Quamquam cur Genium Romæ mihi fingitis unum ?
Cùm portis, domibus ; thermis, ſtabulis ſoleatis
Aſſignare ſuos Genios ?

Nous avons vû ci-devant ce que Jamblique nous apprend des Apparitions des Dieux, des Génies, des bons & des mauvais Anges, des Héros, & des Archontes qui préſident au gouvernement de ce monde.

Homere le plus ancien des Ecrivains Grecs, & le plus célébre Théologien du Paganiſme, rapporte pluſieurs Apparitions, tant des Dieux que des Héros, & des hommes décédés : dans l’Odyſſée[8] il repréſente Ulyſſe qui va conſulter le Devin Tiréſias ; & ce Devin ayant préparé une foſſe pleine de ſang pour évoquer les Manes, Ulyſſe tire ſon épée pour les empêcher de venir boire ce ſang dont elles ſont altérées, & dont on ne vouloit pas qu’elles goûtaſſent, avant que d’avoir répondu à ce qu’on demandoit d’elles. Ils croyoient auſſi que les ames n’étoient point en repos, & qu’elles rodoient autour de leurs cadavres, tandis que leurs corps n’étoient pas inhumés.

Après même qu’ils étoient enterrés, on leur offroit à manger, ſur-tout du miel, comme ſi ſortant du tombeau, elles venoient goûter de ce qui leur étoit offert[9]. Ils étoient perſuadés que les Démons aimoient la fumée des ſacrifices, la mélodie, le ſang des victimes, le commerce des femmes ; qu’ils étoient attachés pour un tems à certains lieux, & à certains édifices qu’ils infeſtoient : ils croyoient que les ames ſéparées du corps groſſier & terreſtre, conſervoient après la mort un corps plus ſubtil & plus délié, ayant la forme de celui qu’elles avoient quitté ; que ces corps étoient lumineux, & ſemblables aux aſtres ; qu’elles conſervoient de l’inclination pour les choſes qu’elles avoient aimées pendant leur vie ; que ſouvent elles apparoiſſoient autour de leurs tombeaux.

---

Répondez à ces trois questions sur l'extrait consacré aux apparitions :
(a) Quel devin Ulysse va-t-il consulter dans l'Odyssée ?
(b) Quel aliment offrait-on surtout aux morts après leur enterrement ?
(c) À quoi ressemblaient les corps subtils que les âmes gardaient après la mort ?
Les entrées qui suivent ne sont pas nécessaires.

[Données recueillies]
---

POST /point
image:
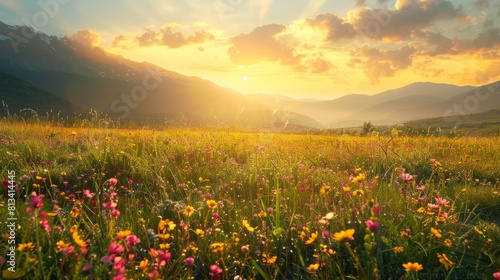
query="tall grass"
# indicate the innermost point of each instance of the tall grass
(197, 204)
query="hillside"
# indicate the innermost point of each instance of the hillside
(132, 91)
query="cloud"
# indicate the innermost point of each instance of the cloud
(319, 65)
(335, 27)
(168, 36)
(482, 4)
(408, 17)
(437, 44)
(489, 38)
(377, 63)
(261, 44)
(360, 2)
(87, 37)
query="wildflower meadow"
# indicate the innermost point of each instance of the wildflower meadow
(179, 203)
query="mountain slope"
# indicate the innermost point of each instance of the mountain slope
(128, 90)
(119, 87)
(17, 95)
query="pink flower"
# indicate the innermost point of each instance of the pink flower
(115, 213)
(376, 209)
(110, 205)
(372, 225)
(67, 251)
(115, 249)
(421, 188)
(215, 272)
(406, 177)
(132, 240)
(87, 193)
(36, 201)
(45, 225)
(442, 201)
(433, 206)
(113, 181)
(189, 261)
(87, 267)
(119, 266)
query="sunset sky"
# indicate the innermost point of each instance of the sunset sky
(304, 49)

---

» RÉPONSE ATTENDUE
(a) Le devin Tirésias.
(b) Du miel.
(c) Ils étaient lumineux et semblables aux astres.